• **Problem**
Render the listing below as a numbered list, leaving out any blank lines.

• **Extracted data**

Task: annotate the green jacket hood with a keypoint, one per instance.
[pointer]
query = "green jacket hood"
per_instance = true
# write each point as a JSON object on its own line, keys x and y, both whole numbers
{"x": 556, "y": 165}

• **Result**
1. Task: annotate the green jacket hood with a keypoint, one per instance.
2. [pointer]
3. query = "green jacket hood"
4. per_instance = true
5. # write each point as a JSON object on its own line, keys x and y, both whole numbers
6. {"x": 556, "y": 165}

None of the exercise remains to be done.